Énoncé A >>
D'après le texte sur le crucifix de l'église Saint-Antoine, en quelle année Yvonne Argand a-t-elle été sollicitée pour le réaliser ?

Texte à lire >>
Christ pascal à l’église Saint-Antoine, Le Chesnay
Quand la spirale permet d’entrer dans le mystère de la Croix sur le monde ! « Christ en gloire », une œuvre d’Yvonne Argand visible à Saint-Antoine du Chesnay.
Un crucifix moderne dans une église néo-gothique
L’église néo-gothique qui s’élève au Chesnay, au nord de Versailles, a été construite dans les années 1900 et placée sous le patronage de Saint Antoine de Padoue à la demande du pape Léon XIII qui désirait que le culte de ce saint se développe en France comme en Europe.
C’est au moment d’installer le nouvel autel pour correspondre à la réforme liturgique liée au Concile Vatican II (1962-1965) que l’on a réalisé qu’il n’y avait pas de crucifix dans l’église Saint-Antoine. L’ artiste versaillaise Yvonne Argand et ancienne paroissienne du Chesnay a été sollicitée pour le réaliser en 1970. Ce crucifix a été suspendu juste au-delà du nouvel autel, dans l’« Espace de Gloire »[1], où il trouve sa juste place.
Aux Beaux-Arts de Paris, Yvonne Argand de Pierrefeu (1931-2007) a fréquenté l’aumônerie de l’école a été profondément marquée par l’enseignement du Père Couturier, dominicain. Celui-ci cherchait à renouveler l’art chrétien prisonnier des représentations stéréotypées du XIXe siècle. Affirmant le lien entre théologie et beauté, art chrétien et liturgie, il recommandait de faire appel à des artistes vivants et talentueux pour renouveler l’art chrétien[2]. Il fut l’un des principaux acteurs du renouveau de l’art sacré en France au lendemain de la Seconde Guerre mondiale.

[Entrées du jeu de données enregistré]
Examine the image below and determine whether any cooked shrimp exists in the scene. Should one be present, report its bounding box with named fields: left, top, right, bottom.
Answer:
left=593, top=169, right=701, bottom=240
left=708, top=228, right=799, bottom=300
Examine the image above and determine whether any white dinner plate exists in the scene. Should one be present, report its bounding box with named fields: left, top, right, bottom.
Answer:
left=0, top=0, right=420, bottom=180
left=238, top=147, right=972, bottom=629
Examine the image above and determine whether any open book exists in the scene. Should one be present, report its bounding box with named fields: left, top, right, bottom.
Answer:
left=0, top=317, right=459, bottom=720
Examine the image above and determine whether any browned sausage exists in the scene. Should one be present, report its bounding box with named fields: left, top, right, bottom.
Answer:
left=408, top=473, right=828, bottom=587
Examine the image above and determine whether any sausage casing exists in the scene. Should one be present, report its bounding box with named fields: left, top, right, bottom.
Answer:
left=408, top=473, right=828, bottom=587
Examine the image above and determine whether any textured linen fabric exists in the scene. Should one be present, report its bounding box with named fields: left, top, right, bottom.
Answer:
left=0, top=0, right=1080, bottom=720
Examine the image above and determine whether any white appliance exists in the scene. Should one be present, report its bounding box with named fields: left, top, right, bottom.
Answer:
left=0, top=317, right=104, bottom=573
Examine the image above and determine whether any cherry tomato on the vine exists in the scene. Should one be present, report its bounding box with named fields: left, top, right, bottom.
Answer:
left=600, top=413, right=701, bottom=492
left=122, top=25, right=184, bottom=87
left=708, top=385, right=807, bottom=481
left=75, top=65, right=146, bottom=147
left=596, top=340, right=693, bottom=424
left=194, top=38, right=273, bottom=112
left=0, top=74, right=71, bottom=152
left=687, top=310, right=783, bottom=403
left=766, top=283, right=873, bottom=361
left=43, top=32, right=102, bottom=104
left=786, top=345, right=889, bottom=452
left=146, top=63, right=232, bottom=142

Énoncé B >>
Reproduisez fidèlement, dans les entrées, les lignes allant de celle qui contient « Examine the image above and determine whether any browned » à celle qui contient « left=0, top=0, right=1080, bottom=720 », ces deux lignes comprises.

Réponse attendue A >>
En 1970.

Réponse attendue B >>
Examine the image above and determine whether any browned sausage exists in the scene. Should one be present, report its bounding box with named fields: left, top, right, bottom.
Answer:
left=408, top=473, right=828, bottom=587
Examine the image above and determine whether any sausage casing exists in the scene. Should one be present, report its bounding box with named fields: left, top, right, bottom.
Answer:
left=408, top=473, right=828, bottom=587
Examine the image above and determine whether any textured linen fabric exists in the scene. Should one be present, report its bounding box with named fields: left, top, right, bottom.
Answer:
left=0, top=0, right=1080, bottom=720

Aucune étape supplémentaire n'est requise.